▶ [Your instructions] The records below must be copied out completely and exactly.

■ ■ ■ ■ ■

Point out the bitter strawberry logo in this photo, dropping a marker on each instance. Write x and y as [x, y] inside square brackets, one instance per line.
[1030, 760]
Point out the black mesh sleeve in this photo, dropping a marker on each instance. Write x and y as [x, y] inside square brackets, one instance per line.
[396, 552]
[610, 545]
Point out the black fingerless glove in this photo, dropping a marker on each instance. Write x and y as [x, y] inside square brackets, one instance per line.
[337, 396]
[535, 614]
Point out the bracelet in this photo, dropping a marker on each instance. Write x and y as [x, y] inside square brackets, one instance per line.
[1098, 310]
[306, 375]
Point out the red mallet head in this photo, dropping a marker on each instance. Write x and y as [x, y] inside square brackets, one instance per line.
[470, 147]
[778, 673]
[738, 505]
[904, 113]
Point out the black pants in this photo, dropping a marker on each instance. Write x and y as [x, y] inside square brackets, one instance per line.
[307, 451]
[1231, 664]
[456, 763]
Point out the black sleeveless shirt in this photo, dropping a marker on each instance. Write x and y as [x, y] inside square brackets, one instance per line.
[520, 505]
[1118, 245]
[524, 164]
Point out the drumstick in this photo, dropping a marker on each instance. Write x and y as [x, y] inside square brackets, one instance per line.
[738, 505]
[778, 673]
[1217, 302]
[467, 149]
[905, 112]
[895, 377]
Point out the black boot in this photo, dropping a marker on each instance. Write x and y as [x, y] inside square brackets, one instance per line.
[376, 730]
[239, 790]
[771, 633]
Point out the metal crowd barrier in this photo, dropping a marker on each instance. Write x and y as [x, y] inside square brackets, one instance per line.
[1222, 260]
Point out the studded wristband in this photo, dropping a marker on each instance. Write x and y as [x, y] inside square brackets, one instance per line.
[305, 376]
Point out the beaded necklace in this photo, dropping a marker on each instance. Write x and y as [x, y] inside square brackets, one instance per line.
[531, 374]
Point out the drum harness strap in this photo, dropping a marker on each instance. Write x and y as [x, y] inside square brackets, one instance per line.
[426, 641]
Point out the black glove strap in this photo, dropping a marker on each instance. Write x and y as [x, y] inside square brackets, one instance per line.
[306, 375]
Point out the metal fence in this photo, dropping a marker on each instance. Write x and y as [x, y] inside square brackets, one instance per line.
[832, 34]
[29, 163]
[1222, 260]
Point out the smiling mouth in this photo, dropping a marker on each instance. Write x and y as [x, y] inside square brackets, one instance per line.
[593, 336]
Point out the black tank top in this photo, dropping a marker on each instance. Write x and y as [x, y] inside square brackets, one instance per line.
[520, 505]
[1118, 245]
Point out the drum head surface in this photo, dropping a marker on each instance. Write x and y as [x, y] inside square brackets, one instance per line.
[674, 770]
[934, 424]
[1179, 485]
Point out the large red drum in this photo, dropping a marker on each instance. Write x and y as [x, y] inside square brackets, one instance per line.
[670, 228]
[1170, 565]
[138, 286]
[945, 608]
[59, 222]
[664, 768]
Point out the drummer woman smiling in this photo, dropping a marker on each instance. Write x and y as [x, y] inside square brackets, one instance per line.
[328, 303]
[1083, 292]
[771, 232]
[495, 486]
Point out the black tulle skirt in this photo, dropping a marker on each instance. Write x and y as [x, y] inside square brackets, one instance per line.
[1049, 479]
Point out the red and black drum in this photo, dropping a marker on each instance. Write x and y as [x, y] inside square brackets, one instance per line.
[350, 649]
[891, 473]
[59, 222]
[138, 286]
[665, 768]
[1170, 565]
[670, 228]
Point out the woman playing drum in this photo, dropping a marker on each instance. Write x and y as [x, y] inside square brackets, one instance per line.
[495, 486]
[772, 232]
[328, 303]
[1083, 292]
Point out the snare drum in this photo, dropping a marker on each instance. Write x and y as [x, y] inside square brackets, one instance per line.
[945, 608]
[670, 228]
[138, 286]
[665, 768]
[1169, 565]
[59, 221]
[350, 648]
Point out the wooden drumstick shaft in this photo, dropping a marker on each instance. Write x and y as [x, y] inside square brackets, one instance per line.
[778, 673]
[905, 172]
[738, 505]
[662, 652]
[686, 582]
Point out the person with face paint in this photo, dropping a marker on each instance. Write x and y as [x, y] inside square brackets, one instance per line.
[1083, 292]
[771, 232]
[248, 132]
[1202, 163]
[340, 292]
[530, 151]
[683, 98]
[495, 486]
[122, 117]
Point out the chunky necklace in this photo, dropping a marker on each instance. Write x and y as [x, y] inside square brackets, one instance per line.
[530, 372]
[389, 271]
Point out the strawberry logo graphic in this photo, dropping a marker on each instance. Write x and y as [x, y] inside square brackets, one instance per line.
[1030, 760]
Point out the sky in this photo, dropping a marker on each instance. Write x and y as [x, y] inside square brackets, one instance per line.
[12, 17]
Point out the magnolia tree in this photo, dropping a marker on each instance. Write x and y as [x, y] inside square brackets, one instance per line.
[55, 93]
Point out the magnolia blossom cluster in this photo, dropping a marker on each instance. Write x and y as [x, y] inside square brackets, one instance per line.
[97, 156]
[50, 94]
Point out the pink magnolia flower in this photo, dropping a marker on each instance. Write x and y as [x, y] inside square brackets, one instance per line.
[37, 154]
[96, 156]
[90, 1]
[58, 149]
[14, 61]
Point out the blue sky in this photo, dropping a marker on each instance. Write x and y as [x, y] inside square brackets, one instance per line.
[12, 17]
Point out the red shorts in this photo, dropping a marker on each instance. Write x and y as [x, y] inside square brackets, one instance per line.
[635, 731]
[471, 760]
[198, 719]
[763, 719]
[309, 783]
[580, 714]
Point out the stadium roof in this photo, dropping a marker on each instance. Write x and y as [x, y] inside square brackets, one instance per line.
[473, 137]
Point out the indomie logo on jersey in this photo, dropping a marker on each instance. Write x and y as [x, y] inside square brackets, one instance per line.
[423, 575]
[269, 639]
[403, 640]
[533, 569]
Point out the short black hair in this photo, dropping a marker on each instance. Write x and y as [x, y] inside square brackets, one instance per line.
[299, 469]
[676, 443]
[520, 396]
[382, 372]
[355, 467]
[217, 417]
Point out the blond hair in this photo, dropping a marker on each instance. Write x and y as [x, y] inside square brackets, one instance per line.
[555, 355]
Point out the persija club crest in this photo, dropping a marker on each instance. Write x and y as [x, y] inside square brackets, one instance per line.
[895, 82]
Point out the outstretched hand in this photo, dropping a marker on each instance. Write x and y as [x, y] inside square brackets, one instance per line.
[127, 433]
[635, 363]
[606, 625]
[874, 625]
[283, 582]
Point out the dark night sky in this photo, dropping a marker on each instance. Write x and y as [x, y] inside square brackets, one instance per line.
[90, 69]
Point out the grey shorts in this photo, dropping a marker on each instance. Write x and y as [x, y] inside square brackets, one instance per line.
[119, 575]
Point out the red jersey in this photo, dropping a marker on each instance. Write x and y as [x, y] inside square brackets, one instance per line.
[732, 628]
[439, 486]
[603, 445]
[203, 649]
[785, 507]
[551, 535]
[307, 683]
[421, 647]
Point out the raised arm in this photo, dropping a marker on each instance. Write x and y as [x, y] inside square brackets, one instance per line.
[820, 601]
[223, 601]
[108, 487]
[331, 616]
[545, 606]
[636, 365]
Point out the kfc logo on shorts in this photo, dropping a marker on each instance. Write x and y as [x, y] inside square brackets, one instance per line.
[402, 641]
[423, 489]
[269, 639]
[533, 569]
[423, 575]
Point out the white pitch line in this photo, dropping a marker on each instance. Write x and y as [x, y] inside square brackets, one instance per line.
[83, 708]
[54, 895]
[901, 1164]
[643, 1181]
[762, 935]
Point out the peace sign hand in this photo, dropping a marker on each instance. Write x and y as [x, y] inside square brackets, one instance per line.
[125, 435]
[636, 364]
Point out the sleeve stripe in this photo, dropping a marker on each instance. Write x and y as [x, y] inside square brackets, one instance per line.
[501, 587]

■ ■ ■ ■ ■

▶ [Finished exercise]
Point out the bitter strawberry logo in this photo, dropping a marker on each instance. Write x and y as [x, y] inside square brackets, one instance per line.
[1030, 760]
Point out the black mesh sleeve in this photo, dropping a marker on each instance. Write x and y as [x, y] inside square brackets, one instance per line.
[396, 552]
[610, 545]
Point out the black fingerless glove in this photo, dropping a marker on each instance. Write x and y as [x, y] inside square brackets, one instance per line.
[337, 396]
[535, 614]
Point out the bracelet in this photo, dropping a marker on each instance. Write x and y as [x, y] inside square brackets, one instance per line.
[1098, 310]
[306, 375]
Point out the red mallet head in this photo, dropping a marker on each instance. Write x and y as [x, y] inside square brackets, one instance per line.
[470, 147]
[778, 673]
[738, 505]
[904, 113]
Point out the black pants in this photo, dropping a marker on each instance. Write x and y as [x, y] inside square brackets, one instance per line.
[307, 451]
[1231, 664]
[456, 763]
Point out the black sleeveless shirt in this photo, dropping a marker on each instance. Write x and y as [x, y] inside square brackets, one instance per line.
[520, 505]
[1118, 245]
[524, 164]
Point out the drumstick in this photo, dropping a marker on each instance. Write x and y as [x, y] inside square brackets, one instance per line.
[738, 505]
[778, 673]
[1217, 302]
[467, 149]
[905, 112]
[895, 377]
Point out the black boot in this photo, dropping a marker on each instance. Write x and y as [x, y] inside square brackets, one instance per line.
[376, 730]
[239, 790]
[771, 633]
Point out the metal crowd barrier in this photo, dropping a marker on each instance. Write x and y as [x, y] inside square brackets, one instance per line.
[1222, 260]
Point out the studded wristband in this photo, dropping a marker on each instance. Write x and y as [x, y] inside square brackets, one instance per line.
[305, 376]
Point out the beaded necklace in this photo, dropping a marker on each instance. Write x and y as [x, y] inside square brackets, one instance per line.
[531, 374]
Point out the drum harness strap in this photo, dropping a marker on each instance. Write x and y as [x, y] inside square brackets, one instance per line.
[426, 641]
Point out the black glove strap in this photo, dropping a marker on each instance. Write x and y as [x, y] inside square brackets, one instance per line.
[306, 375]
Point out the metal fence in this photo, dropping a marker on each instance. Write x and y as [x, y] inside square brackets, one instance per line.
[832, 34]
[29, 163]
[1222, 260]
Point out the smiling mouth in this photo, dropping a marker on each instance. Write x and y as [x, y] inside square brackets, one instance per line.
[593, 336]
Point out the black tank top in this photo, dropping a marker on each instance. Write x and y as [x, y] inside square brackets, one instance per line.
[520, 505]
[1118, 245]
Point out the drum head surface in this photo, dropping a marker on each instance. Write x and y as [x, y] inside square brackets, one instance per line.
[674, 770]
[934, 424]
[1179, 485]
Point out the large red drum in this photo, dropping a marker on each instance. Write x and y as [x, y] inside square brackets, one instance per line.
[670, 228]
[1170, 565]
[138, 286]
[945, 608]
[59, 222]
[664, 768]
Point out the drummer woman smiling in this photo, dropping a marker on each instance. Write x and y as [x, y] inside square brackets, one instance per line.
[328, 303]
[1083, 292]
[771, 232]
[495, 486]
Point out the black tulle skirt in this photo, dropping a marker on each instance. Write x and y as [x, y] inside square brackets, one instance per line.
[1049, 479]
Point out the red and black drum in this photo, dropping a marker on each instance. Write x and y as [x, y] inside square brackets, one instance per line.
[350, 649]
[891, 473]
[59, 222]
[138, 286]
[665, 768]
[1170, 565]
[670, 228]
Point out the woman playing drum in this photo, dropping a marker on each instance. Write x and y as [x, y] inside square brackets, one instance per line.
[495, 486]
[772, 232]
[328, 303]
[1083, 292]
Point out the snare drum in this photo, dropping a marker on each instance. Write x and y as [x, y] inside square brackets, one instance per line.
[945, 608]
[670, 228]
[138, 286]
[665, 768]
[1169, 565]
[59, 221]
[350, 648]
Point out the wooden drumstick shaft in this photo, dropping a marker on each instance. Write x and y as [x, y] inside square brackets, one instance per line.
[778, 673]
[905, 172]
[738, 505]
[662, 652]
[686, 582]
Point out the person with face paint in this photo, dropping a marker on each instance. Write x and y as [x, y] inside square brackets, one instance per line.
[1083, 292]
[771, 232]
[248, 132]
[1202, 163]
[340, 292]
[530, 151]
[683, 98]
[495, 486]
[122, 117]
Point out the chunky necklace in this photo, dropping a marker on each instance. Write x and y as [x, y] inside square brackets, one instance per line.
[530, 372]
[389, 271]
Point out the strawberry logo graphic in this photo, dropping a marker on each instance. Write x and y as [x, y] inside square brackets, one instance per line.
[1030, 760]
Point out the sky in this photo, dropping a marker on each instance. Write x and y as [x, y] inside square brackets, one instance per line.
[12, 17]
Point out the magnolia tree in this photo, dropping a marker on each instance. Write x and y as [x, y] inside square brackets, one instance per line.
[55, 93]
Point out the magnolia blossom cluster in this photo, dropping a marker on each instance. Write x and y as [x, y] inside square brackets, one instance per line.
[97, 156]
[50, 94]
Point out the pink magnolia flower in this photo, dropping a marker on each instance. Write x and y as [x, y] inside square brackets, one instance per line.
[37, 154]
[96, 156]
[90, 1]
[58, 149]
[14, 61]
Point out the blue sky in this photo, dropping a marker on each instance. Write x and y as [x, y] inside square brackets, one instance per line.
[12, 17]
Point out the red shorts in this photo, dropping a marker on each instance. Write x and y as [x, y] inside square brackets, one instance per line.
[635, 731]
[471, 760]
[198, 719]
[763, 719]
[309, 783]
[580, 714]
Point out the stadium roof in this photo, dropping a marker on each instance. Write x and y as [x, y] inside square brackets, one instance per line.
[473, 137]
Point out the indomie logo on jersey in this photo, dropping a marker on each instance. Write x and y as [x, y] inside square brackets, one instance per line.
[423, 575]
[269, 639]
[403, 640]
[533, 569]
Point out the short black hair in this photo, dropping a marker on each instance. Write x and y as [x, y] inside square brackets, one instance per line.
[299, 469]
[676, 443]
[520, 396]
[382, 372]
[355, 467]
[217, 417]
Point out the blond hair in this photo, dropping a marker on each instance. Write x and y as [x, y] inside square brackets, one instance per line.
[555, 355]
Point out the persija club crest in this photo, dropping a marker on each instance. Write x and y as [x, y] inside square brackets, one instance per line.
[895, 82]
Point out the outstretched hand in this photo, dropping a marker on each instance. Write x and y as [x, y] inside square brackets, one instance per line.
[127, 433]
[635, 363]
[606, 625]
[874, 625]
[283, 582]
Point out the dark night sky in this photo, dropping a marker on each instance. Write x and y as [x, y] inside square brackets, one instance per line.
[90, 69]
Point out the grey shorts in this photo, dropping a marker on each instance. Write x and y as [x, y] inside square brackets, one instance per line.
[119, 575]
Point out the red jersey in this photo, dropping a marker on each instance. Write x and y as [x, y] inside square brackets, one instance per line.
[732, 628]
[439, 486]
[603, 445]
[203, 649]
[785, 507]
[551, 535]
[307, 683]
[421, 647]
Point out the raised arm in this photo, dropping a marker on each instance. Write x and y as [x, y] inside square brackets, one instance per line.
[820, 601]
[223, 601]
[108, 487]
[331, 616]
[545, 606]
[636, 365]
Point out the kfc logo on shorts in this photo, dropping a marker on each instance. Write x and y as [x, y] inside square brackets, one instance per line.
[402, 641]
[423, 489]
[269, 639]
[533, 569]
[423, 575]
Point out the white pitch line in this photo, dropping a marker on each instance. Write x and y as [x, y] inside square brackets, one instance per line.
[83, 708]
[54, 895]
[901, 1164]
[643, 1181]
[762, 935]
Point out the peace sign hand in this photo, dropping a marker on each instance. Write x and y as [x, y] inside square brackets, one instance per line.
[125, 435]
[636, 364]
Point out the sleeve stripe in this photo, dropping a marker on each instance. Write x and y as [x, y] inside square brackets, one instance per line.
[501, 587]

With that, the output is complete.